■ Extrait du texte
Le 28 mai 1871, la Commune de Paris est écrasée. Les Versaillais entrent dans la ville. Ils épurent avec férocité. Le parti du coffre-fort contre le parti de la Nation. Quelques jours après l'effondrement, le colonel Louis Rossel, polytechnicien, chef d'Etat-Major de la Commune, est arrêté.

Il sait qu'il va mourir. Il doit transmettre ce qu'il porte en lui. Il couche sur le papier quelques réflexions sur Jeanne. Les réflexions d'un frère d'armes. Louis Rossel envie le destin du jeune chef de guerre qui communiqua sa foi au peuple, s'imposa aux capitaines, emporta les batailles. De Jeanne, il connait la volonté embrasée et le martyre. Le 28 novembre 1871, Louis Rossel, notre camarade, est fusillé dans les fossés du fort de Satory. II a 27 ans.

C'est pourquoi, sans doute, rien d'aussi dense, d'aussi direct n'a été écrit sur Jeanne. La voici débarrassée d'un demi-siècle de morale bien pensante. La voici restituée à elle-même.

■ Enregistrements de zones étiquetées
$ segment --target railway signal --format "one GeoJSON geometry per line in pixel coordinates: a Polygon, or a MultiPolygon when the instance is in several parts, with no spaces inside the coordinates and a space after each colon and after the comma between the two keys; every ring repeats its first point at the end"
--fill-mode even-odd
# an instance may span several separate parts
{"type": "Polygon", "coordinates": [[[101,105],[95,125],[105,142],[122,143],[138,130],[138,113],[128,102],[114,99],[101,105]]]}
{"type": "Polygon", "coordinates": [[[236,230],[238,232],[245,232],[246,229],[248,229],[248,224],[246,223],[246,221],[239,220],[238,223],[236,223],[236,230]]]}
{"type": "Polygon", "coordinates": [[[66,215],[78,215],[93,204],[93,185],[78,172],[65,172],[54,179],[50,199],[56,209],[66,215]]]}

■ Exercices proposés
• 1. Répondez à ces questions sur l'extrait consacré à Louis Rossel :
(a) À quelle date la Commune de Paris est-elle écrasée ?
(b) Où Louis Rossel est-il fusillé ?
(c) De quoi Jeanne est-elle débarrassée, selon la dernière partie de l'extrait ?
• 2. Poursuivez l'extrait consacré à Louis Rossel et à Jeanne à partir de sa dernière phrase.

■ Réponses
• 1.
(a) Le 28 mai 1871.
(b) Dans les fossés du fort de Satory.
(c) D'un demi-siècle de morale bien pensante.

• 2.
Jeanne d'Arc est un grand général, toutes les fois qu'elle décide seule et librement soit d'un mouvement, soit d'une action, elle agit avec une sagesse qui n'appartient qu'au génie. Son idée est non seulement conforme aux règles de la guerre, mais supérieure à ces règles, comme sont parfois les conceptions des grands capitaines. Allant délivrer Orléans, elle délibère de marcher par la Beauce, mais ses lieutenants, abusant de son ignorance des localités, la conduisent par la Sologne, ce qui était de tout point une faute. Dans sa marche sur Reims, elle ne s'amuse pas à assiéger les grosses villes, comme auraient fait les conseillers du roi : elle pénètre d'autorité dans le Conseil, fait prévaloir son opinion, puis, profitant de l'hésitation des villes, elles les intimide par les préparatifs d'une attaque de vive force, et les enlève. Tout général médiocre se serait arrêté.

Cette marche même sur Reims, sous le prétexte du sacre du roi, est une remarquable conception stratégique. Cette marche portait en effet l'armée du roi entre la France anglaise et la Bourgogne, interceptant ainsi les communications entre Paris et les principaux Etats du Bourguignon. C'était un moyen assuré d'inquiéter et d'affaiblir le moins acharné de nos adversaires, de lui rendre la guerre plus difficile et moins fructueuse. Ainsi le roi devenait maître d'une grande route qui coupe transversalement le bassin de la Seine ; il n'est pas douteux que ce résultat n'ait eu, à la longue, une influence décisive sur le retour du duc de Bourgogne au parti français.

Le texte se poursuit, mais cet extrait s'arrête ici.